● **Excerpted passage**:
Kastilja's scandalous intervention raises suspicion - www.maltastar.com
maltastar.com analysis: RAMLA L-HAMRA DEVELOPMENT
Is it a case of glaring political intervention or a serious case of corruption?
Kurt Farrugia Sat, 29 September 2007

The Office of the Prime Minister had directly intervened to help the Ramla l-Hamra developers after they encountered "anomalies and problems" with having their permit legally issued by Mepa.

Now, after the heavy political backlash and the NGOs' insistence in extracting the truth into how Mepa issued a permit for the development of 23 villas and pools at the picturesque site, the developer’s links in Kastilja clearly pulled the plug on them. With the consequence that the developer is now back to square one, facing the same problems which they had before the OPM’s involvement.

Kastilja’s involvement in helping the developers could easily be considered, at best, one of the most glaring cases of political intervention, at worst, a serious case of corruption.

Enter Gonzi's top aide and Mepa board member

In a report by the Mepa Audit Office, it was revealed that the Ramla l-Hamra developers had sought “help” directly from the Office of the Prime Minister after they were made aware that it was going to be difficult to obtain a permit to develop their land.

The involvement of one of Lawrence Gonzi’s top aides and confidant, Leonard Callus (also a Mepa board member) proved to be crucial to solve the developers’ problems.

In March 2005 Callus had arranged a meeting between the Ulysses Lodge developer, Mario Grech, and Mepa’s case officers. The prime minister’s right-hand man was present throughout the meeting.

● **Problems to solve**:
1. In the article on the Ramla l-Hamra development, whom did Leonard Callus bring together with Mepa's case officers in March 2005?
2. According to the Ramla l-Hamra article, why did the developers turn directly to the Office of the Prime Minister for help?
3. Pick up the Ramla l-Hamra article after its final sentence and carry it on.

● **Excerpted records**:
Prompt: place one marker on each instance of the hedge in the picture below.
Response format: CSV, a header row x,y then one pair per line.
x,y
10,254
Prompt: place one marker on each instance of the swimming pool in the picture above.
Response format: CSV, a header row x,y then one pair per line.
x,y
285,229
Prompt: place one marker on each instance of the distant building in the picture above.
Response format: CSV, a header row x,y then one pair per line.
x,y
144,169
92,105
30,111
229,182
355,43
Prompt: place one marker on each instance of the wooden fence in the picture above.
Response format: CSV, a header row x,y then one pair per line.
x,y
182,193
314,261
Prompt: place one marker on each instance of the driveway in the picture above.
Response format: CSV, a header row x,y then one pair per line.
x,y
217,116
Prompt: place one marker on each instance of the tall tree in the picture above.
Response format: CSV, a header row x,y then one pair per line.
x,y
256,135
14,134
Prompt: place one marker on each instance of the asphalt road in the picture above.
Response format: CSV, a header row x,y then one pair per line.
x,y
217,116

* * *

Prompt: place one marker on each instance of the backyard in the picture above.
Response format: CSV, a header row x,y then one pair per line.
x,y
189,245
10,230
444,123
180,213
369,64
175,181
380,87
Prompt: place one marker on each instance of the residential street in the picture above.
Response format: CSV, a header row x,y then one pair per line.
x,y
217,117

==

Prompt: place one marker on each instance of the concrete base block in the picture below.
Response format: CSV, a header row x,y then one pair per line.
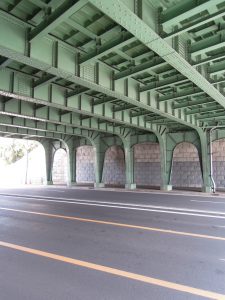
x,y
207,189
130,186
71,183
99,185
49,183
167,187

● **In response**:
1. The Ulysses Lodge developer, Mario Grech.

2. A Mepa Audit Office report revealed that the developers had been made aware that it was going to be difficult to obtain a permit to develop their land. They had run into "anomalies and problems" with having their permit legally issued by Mepa.

3.
“The developers had problems with their permit, so, you know how it is in Malta, they used their links in Kastilja,” said one source in Mepa’s top ranks.

To date, Prime Minister Lawrence Gonzi never commented on the serious case which involves his confidante.

Public's rejection

A few months later, the Mepa board – including Gonzi’s aide – voted in favour of the project, except for Labour Party’s appointed member Joe Brincat. The permit allowed the developer to erect 23 villas with pools in the slope leading to the beach.

The public opinion completely rejected Mepa’s decision so much so that a protest organised by environmental NGO’s had attracted thousands of Maltese and Gozitans.

On Friday, The Times triumphantly splashed on its front page a decision by the Mepa board to reassess the permit issued for Ramla l-Hamra’s development.

Basing their reconsideration on Perit Lino Bianco’s report, acting as a consultant to Labour Xaghra local councillor Carmen Bajada, the Mepa legal office said that there is indeed a case where the developer provided Mepa with fraudulent information.

Perit Bianco had found that a tract of land on which the Mepa board had issued a permit for the development of the villas was owned by government.

Pertinent questions

Mepa’s rethinking of its decision leads to a series of questions that need an explanation.

What was the role of the Office of the Prime Minister in the issuing of the permit?

Was the Office of the Prime Minister aware that the developer provided fraudulent information?

Was the Office of the Prime Minister involved in the developer’s ‘cover up’ of certain facts which are now sufficient proof to revoke the permit?

Has Leonard Callus ever been involved in other cases where he directly served as a link between developers and Mepa?

Calls for Mepa board members to resign

Meanwhile, the Labour Party in a statement signed by Labour environment spokespersons Joe Brincat and Roderick Galdes, referred to the OPM’s intervention in helping the developer obtain permits to develop Ramla l-Hamra.

Labour deemed this case as “abusive political intervention, if not a clear case of corruption”.

Brincat and Galdes called on the resignation of all the Mepa board members because of the permissiveness and incompetence with which they worked in the Ramla l-Hamra permit.

They also called on the Prime Minister, Gozo Minister and Environment Minister, who endorsed the project, to apologise with the Maltese and Gozitans for this scandalous case.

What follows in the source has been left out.